• **DATA SUPPLIED**:
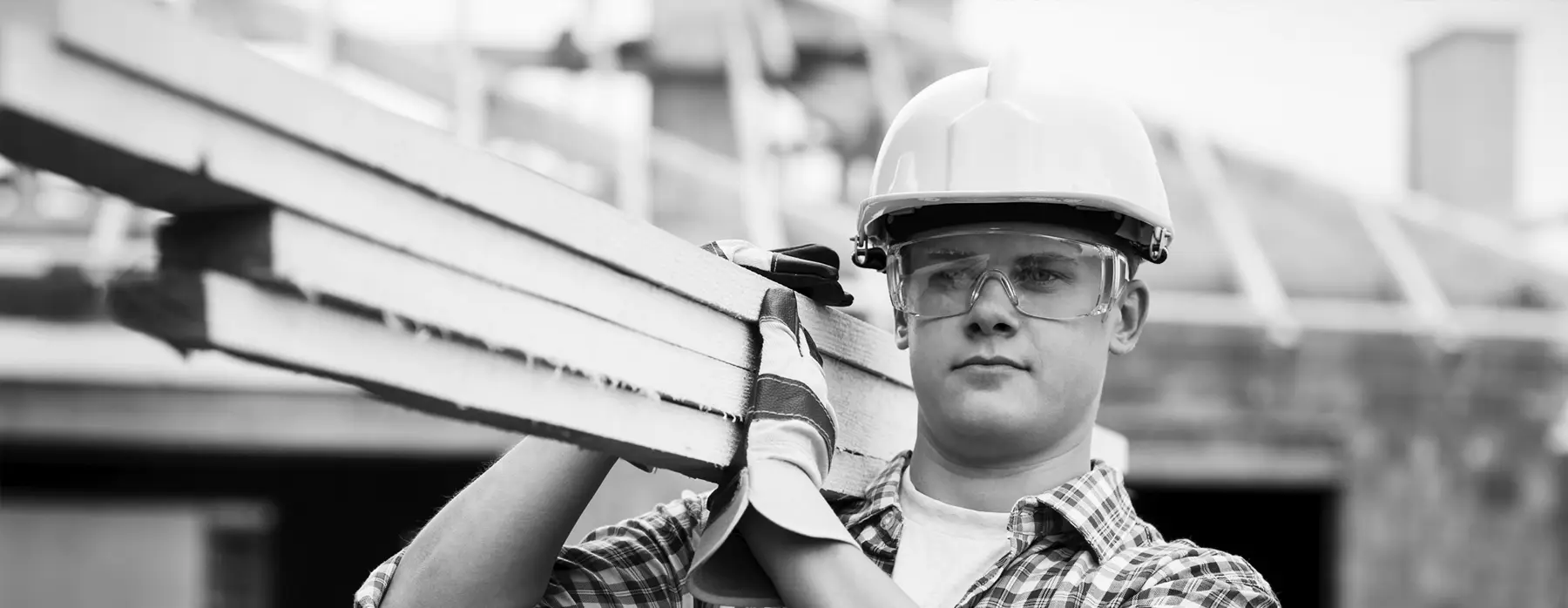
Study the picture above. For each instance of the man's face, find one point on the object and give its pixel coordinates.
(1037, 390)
--
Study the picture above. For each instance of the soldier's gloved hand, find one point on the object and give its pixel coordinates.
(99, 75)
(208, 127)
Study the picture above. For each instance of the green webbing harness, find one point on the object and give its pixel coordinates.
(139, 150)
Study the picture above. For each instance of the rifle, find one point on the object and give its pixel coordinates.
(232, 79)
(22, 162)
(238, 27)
* * *
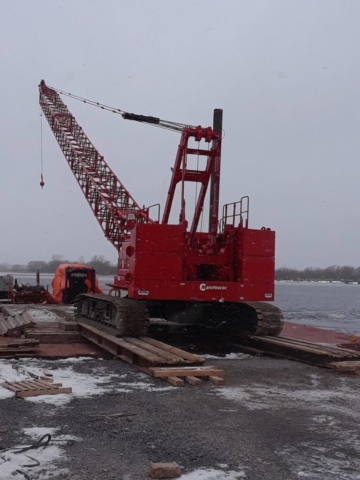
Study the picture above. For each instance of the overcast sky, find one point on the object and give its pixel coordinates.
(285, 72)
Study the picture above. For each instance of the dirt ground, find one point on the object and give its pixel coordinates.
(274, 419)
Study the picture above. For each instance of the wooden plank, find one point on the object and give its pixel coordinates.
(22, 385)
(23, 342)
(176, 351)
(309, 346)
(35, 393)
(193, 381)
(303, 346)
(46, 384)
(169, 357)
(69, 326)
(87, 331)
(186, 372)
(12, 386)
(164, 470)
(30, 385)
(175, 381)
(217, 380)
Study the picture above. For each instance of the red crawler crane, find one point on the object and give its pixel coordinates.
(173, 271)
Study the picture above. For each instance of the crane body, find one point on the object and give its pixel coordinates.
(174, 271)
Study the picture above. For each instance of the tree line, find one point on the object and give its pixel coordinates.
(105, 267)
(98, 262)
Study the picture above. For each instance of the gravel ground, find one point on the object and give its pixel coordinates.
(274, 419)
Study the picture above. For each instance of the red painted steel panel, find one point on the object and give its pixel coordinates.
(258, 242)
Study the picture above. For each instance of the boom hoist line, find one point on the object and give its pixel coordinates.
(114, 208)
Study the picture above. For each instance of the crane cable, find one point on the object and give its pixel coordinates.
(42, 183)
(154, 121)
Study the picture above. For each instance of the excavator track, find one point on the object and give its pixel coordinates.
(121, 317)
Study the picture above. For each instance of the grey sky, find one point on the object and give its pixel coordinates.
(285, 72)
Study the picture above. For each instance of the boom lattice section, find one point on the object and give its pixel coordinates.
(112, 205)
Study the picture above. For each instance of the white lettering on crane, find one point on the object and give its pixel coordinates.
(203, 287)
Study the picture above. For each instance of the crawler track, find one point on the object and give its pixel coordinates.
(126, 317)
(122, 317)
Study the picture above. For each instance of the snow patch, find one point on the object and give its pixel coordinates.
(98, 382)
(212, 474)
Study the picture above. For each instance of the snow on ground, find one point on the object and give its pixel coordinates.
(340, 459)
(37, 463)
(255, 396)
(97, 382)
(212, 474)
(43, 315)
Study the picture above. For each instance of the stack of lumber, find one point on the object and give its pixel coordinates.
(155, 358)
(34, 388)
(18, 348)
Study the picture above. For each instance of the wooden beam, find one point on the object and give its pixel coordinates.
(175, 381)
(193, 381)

• **THE EXERCISE**:
Rewrite the part of the material that opens with the line containing "Study the picture above. For each instance of the man's" and closes with the line containing "(1037, 390)", replacing "face" with "head" and changing nothing else. Give only those lines.

• **WRITTEN REPLY**:
Study the picture above. For each instance of the man's head, find one point on the object and give its pixel coordinates.
(1037, 390)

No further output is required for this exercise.